> **RECORD SET**

[Start of section]

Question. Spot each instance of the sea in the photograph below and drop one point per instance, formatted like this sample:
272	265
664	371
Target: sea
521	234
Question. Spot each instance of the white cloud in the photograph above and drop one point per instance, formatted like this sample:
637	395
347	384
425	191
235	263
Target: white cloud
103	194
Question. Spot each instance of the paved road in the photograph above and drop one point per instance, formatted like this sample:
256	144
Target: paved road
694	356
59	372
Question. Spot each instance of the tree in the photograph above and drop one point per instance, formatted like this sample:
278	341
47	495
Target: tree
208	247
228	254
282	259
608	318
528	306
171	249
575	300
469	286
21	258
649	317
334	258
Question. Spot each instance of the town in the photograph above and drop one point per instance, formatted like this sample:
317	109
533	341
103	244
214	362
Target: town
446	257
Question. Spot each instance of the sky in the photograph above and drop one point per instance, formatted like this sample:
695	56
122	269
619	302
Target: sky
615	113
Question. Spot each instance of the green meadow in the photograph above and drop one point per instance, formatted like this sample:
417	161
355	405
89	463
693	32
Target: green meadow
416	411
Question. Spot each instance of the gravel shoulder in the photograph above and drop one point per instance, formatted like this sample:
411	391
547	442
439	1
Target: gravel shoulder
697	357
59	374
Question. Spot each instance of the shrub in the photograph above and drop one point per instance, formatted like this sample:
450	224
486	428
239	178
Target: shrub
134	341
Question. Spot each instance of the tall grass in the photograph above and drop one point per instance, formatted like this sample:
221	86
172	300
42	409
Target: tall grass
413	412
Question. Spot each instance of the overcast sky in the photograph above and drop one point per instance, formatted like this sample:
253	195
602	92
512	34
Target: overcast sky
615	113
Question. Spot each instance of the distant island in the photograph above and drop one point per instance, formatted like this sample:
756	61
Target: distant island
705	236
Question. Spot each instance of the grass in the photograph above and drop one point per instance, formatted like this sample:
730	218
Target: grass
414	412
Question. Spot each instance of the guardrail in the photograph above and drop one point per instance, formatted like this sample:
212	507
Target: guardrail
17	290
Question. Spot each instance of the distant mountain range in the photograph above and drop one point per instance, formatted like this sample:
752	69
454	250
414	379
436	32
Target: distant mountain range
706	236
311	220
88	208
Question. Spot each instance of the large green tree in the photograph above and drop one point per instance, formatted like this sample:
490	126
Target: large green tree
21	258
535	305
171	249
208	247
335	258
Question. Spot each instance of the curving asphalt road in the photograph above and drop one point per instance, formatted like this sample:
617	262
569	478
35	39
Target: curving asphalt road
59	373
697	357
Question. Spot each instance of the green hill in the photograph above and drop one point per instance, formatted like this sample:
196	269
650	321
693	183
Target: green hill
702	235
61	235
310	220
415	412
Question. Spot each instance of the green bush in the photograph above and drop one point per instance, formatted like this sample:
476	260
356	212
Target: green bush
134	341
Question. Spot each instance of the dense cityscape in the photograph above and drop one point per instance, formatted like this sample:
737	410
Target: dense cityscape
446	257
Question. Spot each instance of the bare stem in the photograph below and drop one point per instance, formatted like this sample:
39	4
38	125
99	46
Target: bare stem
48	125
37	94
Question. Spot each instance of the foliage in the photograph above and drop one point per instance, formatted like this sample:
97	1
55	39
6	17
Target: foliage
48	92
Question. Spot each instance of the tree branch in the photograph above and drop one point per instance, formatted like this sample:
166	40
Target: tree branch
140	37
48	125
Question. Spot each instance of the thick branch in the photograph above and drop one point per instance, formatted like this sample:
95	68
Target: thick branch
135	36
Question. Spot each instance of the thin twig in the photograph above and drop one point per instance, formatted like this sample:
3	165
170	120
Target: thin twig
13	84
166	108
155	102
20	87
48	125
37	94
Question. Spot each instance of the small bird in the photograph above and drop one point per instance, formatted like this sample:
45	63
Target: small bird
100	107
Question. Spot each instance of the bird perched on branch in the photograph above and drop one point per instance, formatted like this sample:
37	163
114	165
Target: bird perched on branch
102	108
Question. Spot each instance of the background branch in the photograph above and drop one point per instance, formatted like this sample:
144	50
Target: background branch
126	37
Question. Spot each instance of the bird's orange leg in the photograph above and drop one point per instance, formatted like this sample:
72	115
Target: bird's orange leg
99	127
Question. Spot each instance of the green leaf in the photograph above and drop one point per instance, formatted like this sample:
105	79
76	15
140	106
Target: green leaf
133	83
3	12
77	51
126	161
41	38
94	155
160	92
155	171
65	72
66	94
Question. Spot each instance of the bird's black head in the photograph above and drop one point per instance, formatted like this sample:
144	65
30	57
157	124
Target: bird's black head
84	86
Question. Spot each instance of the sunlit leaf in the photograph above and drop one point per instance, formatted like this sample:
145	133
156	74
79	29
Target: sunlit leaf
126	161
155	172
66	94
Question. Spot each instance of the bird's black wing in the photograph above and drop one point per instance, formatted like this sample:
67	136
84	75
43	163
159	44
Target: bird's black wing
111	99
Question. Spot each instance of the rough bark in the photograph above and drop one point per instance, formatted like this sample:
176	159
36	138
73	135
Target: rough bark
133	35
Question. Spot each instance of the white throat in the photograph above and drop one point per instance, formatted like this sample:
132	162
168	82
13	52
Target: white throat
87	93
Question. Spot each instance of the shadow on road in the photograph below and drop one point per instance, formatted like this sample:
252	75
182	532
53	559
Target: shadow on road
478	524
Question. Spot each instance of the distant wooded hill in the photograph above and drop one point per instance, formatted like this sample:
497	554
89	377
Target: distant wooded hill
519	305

[End of section]

> **ACTION ITEM**
All of the material above must be transcribed exactly, with no line dropped.

> **EXPECTED ANSWER**
Question. Spot each instance of the sea in the photograph below and drop one point per instance, formatted like this sample:
272	265
664	371
Target: sea
521	234
Question. Spot each instance of the white cloud in the photograph above and drop one point per instance, formatted like this sample:
637	395
347	384
425	191
235	263
Target: white cloud
103	194
Question. Spot each instance of the paved road in the photograph above and drop one point per instance, formatted like this sample:
256	144
Target: paved road
694	356
59	372
Question. Spot each instance of the tree in the photograph above and drop one point per instance, formatted like this sample:
278	341
47	495
Target: tree
208	247
228	254
282	259
608	318
528	306
171	249
575	300
469	286
21	258
649	317
334	258
Question. Spot each instance of the town in the photograph above and drop one point per instance, formatted like this sample:
317	109
533	341
103	244
214	362
Target: town
446	257
Question. Spot each instance of the sky in the photograph above and drop one point per instance, formatted like this sample:
695	56
122	269
619	302
Target: sky
615	113
Question. Spot each instance of the green meadow in the photograph above and drop one point per instance, formatted like this sample:
417	161
355	405
89	463
693	32
Target: green meadow
416	411
Question. Spot each instance of the gravel shoulder in the photograph above and drop one point per instance, formatted like this sample:
411	391
547	442
439	1
Target: gravel shoulder
697	357
59	374
Question. Spot each instance of the shrub in the photograph above and drop one point per instance, formatted like this sample:
450	224
486	428
239	178
Target: shrub
134	341
Question. Spot each instance of the tall grass in the photograph above and drop one point per instance, formatted like this sample:
221	86
172	300
42	409
Target: tall grass
413	412
Question. Spot each instance of the overcast sky in the photograph above and drop one point per instance, formatted like this sample:
253	195
602	92
512	34
Target: overcast sky
615	113
Question. Spot each instance of the distant island in the photograph above and drop one point per instance, formatted like this sample:
756	61
Target: distant island
705	236
Question. Spot each instance of the grass in the photograph above and drop one point per instance, formatted like this sample:
730	218
Target: grass
414	412
Question. Spot each instance of the guardrail in the photograph above and drop one point per instance, formatted like this sample:
212	507
Target: guardrail
17	290
Question. Spot each instance of the distant mountain range in the photograph above and drop one point per instance, formatted like this sample:
752	69
454	250
414	379
436	32
Target: distant mountain range
706	236
311	220
88	208
Question. Spot each instance of the large green tree in the photograph above and drop one point per instance, formatted like this sample:
490	126
Target: large green tree
21	258
535	305
171	249
208	247
335	258
Question. Spot each instance of the curving asphalt road in the photograph above and drop one point per instance, formatted like this sample:
617	262
569	478
35	39
Target: curving asphalt road
59	373
697	357
Question. Spot each instance of the green hill in the photograph above and drop one point per instance, formatted like this sample:
196	269
650	321
693	183
Target: green hill
702	235
61	235
310	220
415	412
Question. Spot each instance of the green bush in the photograph above and drop one point per instance, formatted like this sample:
476	260
356	212
Target: green bush
134	341
Question. Spot each instance of the dense cityscape in the photograph above and drop one point per instance, formatted like this sample:
737	410
Target: dense cityscape
446	257
Question. Spot each instance of the bare stem in the photograph below and drop one point per instance, formatted like this sample:
39	4
38	125
99	46
Target: bare stem
48	125
37	94
Question. Spot each instance of the foliage in the photograph above and drop one point per instance, formatted like this sample:
97	1
55	39
6	17
Target: foliage
48	92
Question. Spot each instance of the tree branch in the photograph above and drop one point per instance, formatted like this sample:
166	40
Target: tree branch
140	37
48	125
Question. Spot each instance of the thick branch in the photograph above and drop one point per instance, formatted like this sample:
95	68
Target: thick branch
135	36
Question. Spot each instance of the thin twig in the photograph above and drop one point per instance, formatted like this sample:
3	165
170	120
Target: thin twig
13	84
166	108
155	102
20	87
48	125
37	94
Question. Spot each instance of the small bird in the photograph above and drop one point per instance, formatted like this sample:
45	63
Target: small bird
100	107
Question. Spot each instance of the bird perched on branch in the photograph above and drop one point per instance, formatted like this sample:
37	163
114	165
Target: bird perched on branch
102	108
Question. Spot each instance of the background branch in the photograph above and drop one point per instance, formatted like this sample:
144	50
Target: background branch
126	37
Question. Spot each instance of the bird's orange leg in the photograph above and drop one point per instance, formatted like this sample:
72	115
Target: bird's orange leg
99	127
Question. Spot each instance of the green leaf in the photograph above and drop one point per instance, formatted like this sample:
105	79
76	15
140	106
Target: green leaf
133	83
3	12
77	51
126	161
41	38
94	155
160	92
155	171
65	72
66	94
Question. Spot each instance of the bird's black head in the photograph above and drop one point per instance, formatted like this sample:
144	65
30	57
157	124
Target: bird's black head
84	86
Question. Spot each instance of the sunlit leaf in the photograph above and drop one point per instance, formatted like this sample:
145	133
156	74
79	29
Target: sunlit leaf
126	161
155	172
66	94
Question. Spot each instance of the bird's black wing in the photograph above and drop one point per instance, formatted like this sample:
67	136
84	75
43	163
159	44
Target: bird's black wing
111	99
Question. Spot each instance of the rough bark in the photograph above and drop one point per instance, formatted like this sample:
176	159
36	138
73	135
Target: rough bark
133	35
Question. Spot each instance of the white throat in the photograph above and drop one point per instance, formatted like this sample:
132	162
168	82
13	52
Target: white throat
87	93
Question. Spot each instance of the shadow on road in the photograph below and drop one point per instance, formatted like this sample:
252	75
182	532
53	559
Target: shadow on road
478	524
Question. Spot each instance of the distant wooded hill in the photograph above and drop one point per instance, formatted like this sample:
497	554
89	377
Target: distant wooded hill
519	305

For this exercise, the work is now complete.